(Requirement): Print every row below word for word, and leave the pictures out.

## start Dataset rows

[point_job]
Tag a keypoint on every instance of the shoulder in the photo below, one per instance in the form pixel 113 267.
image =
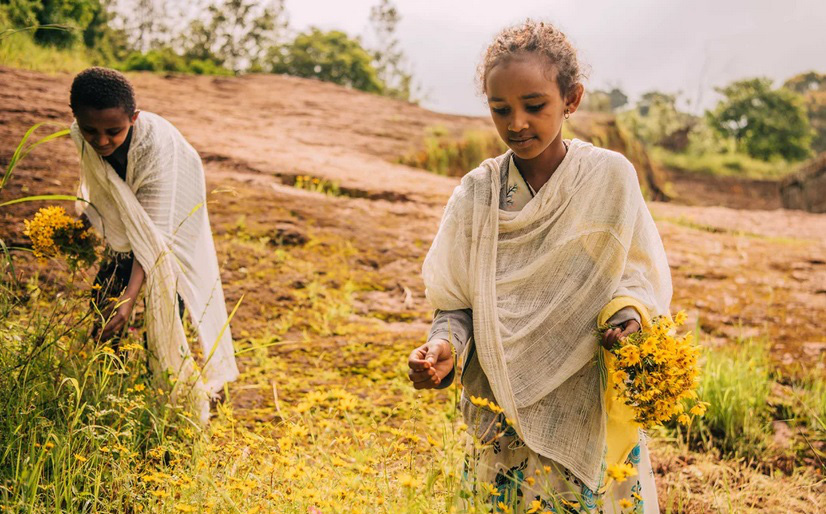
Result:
pixel 489 170
pixel 607 166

## end Dataset rows

(Written solution):
[point_job]
Tag a keypoint on every instance of the shoulder in the photo below, one per instance in the form pixel 113 267.
image =
Result:
pixel 489 170
pixel 607 166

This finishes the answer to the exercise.